VH: Nobody knows that and it’s hard to tell. The culture and creative music around here is not really supported. You have some festivals like Kotor Art which are great and you have certain enthusiasts that are willing to book different bands and performers for concerts but the ones that have to think about the culture and the music to help it and to support it they aren’t doing that. It’s the same in Montenegro or in Serbia, there’s not enough as far as I’m concerned; a lot of cheap music are overwhelming the youngsters and they don’t even know what jazz is. You can’t hear it on radio or anywhere basically so it’s really hard to tell what’s going to happen. The good side of the story is that there are a lot of musicians, a lot of young musicians, very talented musicians from age 14, 15 to 25, 26 that don’t care about the circumstances that surround the scene and all the tough things that are happening that stops them from performing. They don’t care; they’re making great music they’re playing amazing and they’re much better than we used to be when we were kids so that’s something to look forward to.
#mnetoday: What is the most memorable advice given to you by any of your teachers and who was the teacher?
VH: Oh that’s a hard one. I can’t really remember the one sentence or bit of advice. My teachers at the music schools were really good, I was really happy with them. Both the classical and the jazz ones. My teacher in Berklee, Ray Santisi, was the teacher of Keith Jarrett and Chick Corea. I worked for the best. But one of them is crucial because at one point when I was searching for information about jazz music, living in Belgrade, Yugoslavia, in the late 80s – when I started to listen to jazz you couldn’t find anything; there was no internet, there wasn’t any information of that kind so you had to rely on word-of-mouth conversations and the only one that really helped me was Vojin Draskoci he is an amazing late bass player and composer and he actually worked with me and that’s how I ended up going to the United States.
#mnetoday: Regarding your recent album, “Alive”, it was quoted that it is: “unpredictable and unpretentious, at times hypnotic, at times pushing the envelope and flattening boundaries”. What message would you wanted to convey with this album?
VH: There are a lot of messages, you have to find yourself in it. When my band and I make music we don’t really have a certain concept or idea that has to be put out and everything has to be framed that way. We let it lose and what comes naturally and spontaneously – that’s what happens – and then we decide if we like it or not and if it has anything to do with any of the other material that we’re already playing or have composed. So the messages in this kind of music is that you find your own messages. You have to relate to whatever we are sending you and if you see it in your own light and if in your own way you understand something then that’s okay. I’m not going to write down for you what it means. It’s very open and very free and as long as you feel something that means that we have succeeded.
#mnetoday: Name three of the most prominent jazz musicians in the Balkans.

[Stored records]:
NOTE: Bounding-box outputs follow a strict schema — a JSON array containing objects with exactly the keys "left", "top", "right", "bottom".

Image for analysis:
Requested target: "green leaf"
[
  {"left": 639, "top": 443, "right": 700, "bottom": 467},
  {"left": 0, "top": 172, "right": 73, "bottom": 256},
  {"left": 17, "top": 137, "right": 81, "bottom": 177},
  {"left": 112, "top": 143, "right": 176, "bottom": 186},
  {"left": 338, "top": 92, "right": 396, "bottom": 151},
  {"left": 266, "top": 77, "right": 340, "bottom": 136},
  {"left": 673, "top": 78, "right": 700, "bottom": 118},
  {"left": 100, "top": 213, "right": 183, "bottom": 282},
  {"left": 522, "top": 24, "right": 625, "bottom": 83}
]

[Requirement A]: Give every person named in full in the jazz interview.
[Requirement B]: Carry the jazz interview forward from its last line.
The items have no connection to the jazz interview.

[Exercise result A]: Ray Santisi, Keith Jarrett, Chick Corea, Vojin Draskoci

[Exercise result B]:
VH: I would like to mention the young cats, the ones that I talked about earlier. One of them is our drummer, Predrag Mltuinović. He has been playing with us for 5 years now and he was also planning on going to Berklee. I don’t know if he’s going to succeed because he needs a really big scholarship; but he’s a phenomenal musician and he represents the young generation that I was talking about and he can play with anyone. David, when he was in Belgrade and heard him and Pera Krstajic, who is another one that I can mention, who is an amazing bass player who is at Berklee now, David immediately called him and made a new trio with Pera and Predrag and they went to play at a jazz festival in Malta and recorded an album together and Pera was then 18 and Predrag was about 23. Really he was coming from Serbia and had never studied anywhere until Pera when to Berklee but he was amazing even before that and the third one is also very young Rastko Obradović he was just finishing his studies in Norway. All three of them are exceptional and you can basically put them on any stage to play with any of the greats and I’m sure everyone will be blown away by them.
#mnetoday: If you were sent to an island for a year, which 3 musical albums would you take with you?
VH: I would take an iPod, that’s what I would take, a battery that works on solar energy and then I wouldn’t have to take 3 albums I could take 3000 albums.
#mnetoday: What sacrifices have you had to make in order to become a successful musician?
VH: Oh terrible sacrifices, I can’t even talk about it. No, everyone has to sacrifice in some way because if you want to do what you like in life and if you only want to do that, then you have to do everything in your power to accomplish that. So my time in the US wasn’t easy and when we talk about it, it seems like he was studying and he was playing with all these great musicians, he got a job, wonderful. But it wasn’t like that all the time. It’s not easy to move to a completely different country and to start over especially in New York. New York is a very tough city to live in, now even more than then. Not only that, in terms of financial troubles that I went through, I wasn’t poor or sleeping on the street but there were times that we were struggling but I managed to pull through and learned to continue working only on projects that I think are worth working on. It doesn’t have to be jazz, it can be film scoring, it can be any kind of band that I play with, but all the choices I made was because of the music that I was working on and not because of the money, not because of the fame or whatever might be the reason to be in the music business.
#mnetoday: What is your idea of perfect happiness?
VH: Perfect happiness? Let’s pretend that it exists. Music all around me, happiness, love and peace, world peace as they say in the beauty pageants. But I really believe that, I think that the only way for the human race to survive is to stop talking about stupid things like religion, race, nationality and all of that; I’m so sick of it. And I think in 2017 it’s about time to stop all that talk and turn the other way and we’re all brothers and sisters and just enjoy life.
#mnetoday: And have peace…
VH: … and have world peace.
#mnetoday: Thank you so much for the conversation. That was Vasil Hadzimanov
VH: Thank you.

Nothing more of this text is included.